» Task requirements
Return the data below unchanged. Drop any pictures.

Point localization data:
================================
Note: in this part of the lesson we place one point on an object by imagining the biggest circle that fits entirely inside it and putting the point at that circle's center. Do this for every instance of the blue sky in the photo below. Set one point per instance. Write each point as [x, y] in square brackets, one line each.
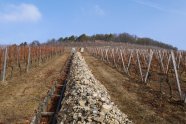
[28, 20]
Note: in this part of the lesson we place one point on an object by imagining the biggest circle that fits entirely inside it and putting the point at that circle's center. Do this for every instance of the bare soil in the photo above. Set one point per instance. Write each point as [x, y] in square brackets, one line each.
[141, 103]
[20, 96]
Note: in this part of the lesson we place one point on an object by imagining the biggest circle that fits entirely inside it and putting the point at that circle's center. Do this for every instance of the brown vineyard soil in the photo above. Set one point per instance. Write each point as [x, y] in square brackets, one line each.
[21, 95]
[143, 104]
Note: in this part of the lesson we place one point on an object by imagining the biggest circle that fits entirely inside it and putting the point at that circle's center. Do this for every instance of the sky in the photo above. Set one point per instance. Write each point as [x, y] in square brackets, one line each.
[28, 20]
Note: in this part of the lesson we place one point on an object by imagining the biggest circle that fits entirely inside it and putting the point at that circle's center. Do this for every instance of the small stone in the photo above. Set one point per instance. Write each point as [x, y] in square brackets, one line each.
[106, 108]
[82, 103]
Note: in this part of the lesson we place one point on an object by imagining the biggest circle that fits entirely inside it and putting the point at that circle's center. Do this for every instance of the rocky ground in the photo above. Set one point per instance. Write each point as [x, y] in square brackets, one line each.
[86, 99]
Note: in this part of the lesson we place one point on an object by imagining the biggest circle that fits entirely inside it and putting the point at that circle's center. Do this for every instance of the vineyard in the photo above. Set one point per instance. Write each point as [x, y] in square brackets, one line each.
[15, 60]
[164, 69]
[92, 83]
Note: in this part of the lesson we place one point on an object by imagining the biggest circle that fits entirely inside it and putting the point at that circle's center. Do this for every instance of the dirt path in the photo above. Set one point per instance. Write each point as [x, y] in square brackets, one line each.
[20, 97]
[130, 96]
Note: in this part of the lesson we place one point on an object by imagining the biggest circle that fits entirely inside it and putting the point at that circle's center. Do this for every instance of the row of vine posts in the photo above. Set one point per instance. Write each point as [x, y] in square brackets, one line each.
[148, 65]
[15, 60]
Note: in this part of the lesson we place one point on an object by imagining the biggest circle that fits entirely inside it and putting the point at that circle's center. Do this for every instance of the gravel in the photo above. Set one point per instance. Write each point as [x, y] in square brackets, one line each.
[86, 100]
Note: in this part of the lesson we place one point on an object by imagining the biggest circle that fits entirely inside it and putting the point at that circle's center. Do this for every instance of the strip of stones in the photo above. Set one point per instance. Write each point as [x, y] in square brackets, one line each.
[86, 100]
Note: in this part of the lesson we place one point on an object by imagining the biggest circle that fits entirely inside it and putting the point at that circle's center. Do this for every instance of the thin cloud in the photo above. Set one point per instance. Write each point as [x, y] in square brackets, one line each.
[20, 13]
[159, 7]
[98, 10]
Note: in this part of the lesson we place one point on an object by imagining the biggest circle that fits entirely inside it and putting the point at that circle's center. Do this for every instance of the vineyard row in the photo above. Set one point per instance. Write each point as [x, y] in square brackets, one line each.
[15, 60]
[149, 65]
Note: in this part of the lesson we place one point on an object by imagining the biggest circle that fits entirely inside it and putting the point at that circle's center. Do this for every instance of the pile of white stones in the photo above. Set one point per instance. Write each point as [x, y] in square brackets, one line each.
[86, 100]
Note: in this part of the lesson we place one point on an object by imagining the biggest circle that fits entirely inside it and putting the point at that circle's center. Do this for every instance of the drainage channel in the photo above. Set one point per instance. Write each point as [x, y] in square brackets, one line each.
[51, 105]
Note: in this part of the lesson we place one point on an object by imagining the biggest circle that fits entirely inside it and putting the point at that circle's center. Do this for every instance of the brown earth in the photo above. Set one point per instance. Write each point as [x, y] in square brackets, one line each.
[141, 103]
[19, 97]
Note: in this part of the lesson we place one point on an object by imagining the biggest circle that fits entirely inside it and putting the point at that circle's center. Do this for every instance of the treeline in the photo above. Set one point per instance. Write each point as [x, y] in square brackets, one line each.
[123, 37]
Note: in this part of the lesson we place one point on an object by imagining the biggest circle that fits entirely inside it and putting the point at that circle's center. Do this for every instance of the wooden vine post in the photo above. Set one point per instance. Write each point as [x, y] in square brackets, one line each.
[176, 74]
[28, 65]
[4, 64]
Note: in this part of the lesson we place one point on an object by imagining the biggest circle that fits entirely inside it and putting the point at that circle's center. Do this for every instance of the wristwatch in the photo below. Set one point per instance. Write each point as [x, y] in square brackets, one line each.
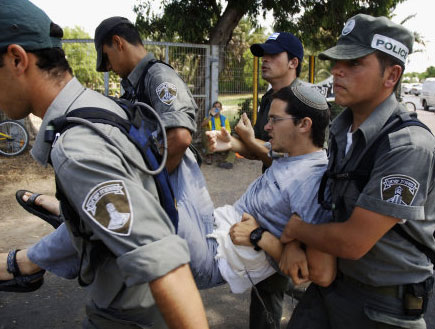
================================
» Solution to the exercise
Note: in this part of the lesson we place one point on an object by imagining the biggest circle that fits entirely inside it and putting the point at that circle's center. Do this for every instance of the blue sky in the photo below. Set one point per instance. Write each point as [x, y] in square brackets, one line each.
[28, 20]
Note: in this part of the lesson we place one point on an object by imagining the biggest circle that fits entirely inside it and putting the point at that circle's center. Do this for every instance of the bare soil in the photo above. Set one point per instance. Write each point as [x, y] in square brackets, one line each.
[141, 103]
[20, 96]
Note: in this part of the lesson we place one point on an object by imagining the biggest circle that fits entirely inside it and putting the point at that circle's center. Do this for every instance of the brown vineyard soil in the photo above. Set one point per instance. Write each point as [x, y] in square brackets, one line each.
[21, 95]
[143, 104]
Note: in this part of the lesson we place one point on an object by imagining the biggest circle that fits entirely inside it and putting the point at that circle's center. Do this for every instance of the sky in the photo above. Set one point per instance. Write each point as [x, y] in square brackets, one line each.
[28, 20]
Note: in this part of the lesson we place one point on an object by imagining the biggest circle that fits entirely inside it and putting the point at that circle's center. Do this for every instance of the small stone in the photo above. Set one point per instance. Write each point as [x, y] in square brackets, one line each.
[106, 108]
[82, 103]
Note: in this part of the lesson we place one point on an object by imagining the biggest circle that fits entirely inside it and putting the point at that circle's center. Do this for every instance of the rocky ground in the photo above. Set one point per instance. Write each point as [x, y] in square brackets, one line each.
[86, 99]
Note: in this part of the lesson we place one point on an object by imagining the biggest circle that fits entirely inside it and putting the point at that circle's center. Do this for every instance of the vineyard in the photo above. Set one point per instance. Write each point as [x, y] in square brackets, one line each.
[15, 60]
[164, 69]
[92, 83]
Note: in this part of the lesson we place one point on an object by imagining the biggest circle that fits entirely inside it and putting the point at that circle's center. Do this for every instance of the dirt path in the photo above. Set one point per instance. Write each point as [x, y] in square brackets, one line each.
[20, 97]
[130, 96]
Note: in this part of the lesson we place one point on an object by imagining the biggest circle that fits entirely inside it and putting the point at that circle's center. Do this for every instance of the row of vine posts in the photo above. Set one point per instance. Write each point as [x, y] in square brackets, one line each.
[148, 65]
[15, 60]
Note: in this part of the lesson we place one point on an object by imagining the biggest circle that fits entirely inside it and putting the point at that circle's center. Do this for every instance of the gravel in the photo above. Set one point per instance. Write each point as [x, y] in square brackets, one line each.
[86, 100]
Note: in this part of the lesson we place one point on an object by imagining the biggest circle that fits entirely inside it and putting the point at that circle's center. Do this for every instance of the strip of stones in the photo above. Set one point per instance. Write each point as [x, y] in square brackets, one line each.
[86, 100]
Note: in this part of the lesson we place one point on an object by imagining the biggest circle that fits entirely inside it and putting the point at that circle's center. Do this for every instance of the thin cloud in the photo above. Set one point per instance. Write each point as [x, y] in square brackets, one line each.
[20, 13]
[159, 7]
[98, 10]
Note: in this part of the lesson we place one point on an object by imagining the biggest circle that fits entirely inside it and putting the point at that circle's center. Do this for every instance of the vineyard row in the photo above. Set one point per instance. Write each point as [x, y] in square brackets, one line each.
[15, 60]
[149, 65]
Note: in this part of the lesson we place one point on an object by imagining the biggest circle that fits entirely inside it and putting the point at that circle's center. Do this for every instance of the pile of white stones in the photo above. Set one point per instance. Write each point as [x, y] in square brackets, one line each.
[86, 100]
Note: in this part of the lesson we place one point on an object by imagining the biggest circle that fits entirely inside it and putting the point at that circle's center. Do this for every instance of the drainage channel in the photo above. Set one point per instance. Write each point as [x, y] in square brackets, one line each.
[51, 105]
Note: in this part of the lesson we place one point on an object by imagining the biggest circle that fits entirely inside it and putting the point at that circle's center. Do this for every instance of the brown earth in the photo above. Set one point per instance. Write each point as [x, y] in square brackets, one line each.
[141, 103]
[19, 97]
Note: in this part of the lesson we place one point on an object by imagining the biggest circle that fits entirely inside it and putting the point at that circle's center. Do this for every instance of the treeline in the photo above. Set one point per instance. Write each point as [x, y] in square brackets, one line each.
[123, 37]
Note: in this part of the lesson we place one point on an object by imagining the biggest circle that fits entirely inside it and putting the point at that circle's center. Do this for every instance of the wooden vine post in the photo above. Set one point per instance. Write each point as [x, y] in square brackets, one line each.
[176, 74]
[28, 65]
[4, 64]
Note: in this part of the lesson we place one point on an object by imagining the biggest circle that fits entirely inside it and putting the point at that circle's center. Do this for every instance of the wristwatch in the photo below. Set one point per instance. Write each point as [x, y] in square brackets, one line each.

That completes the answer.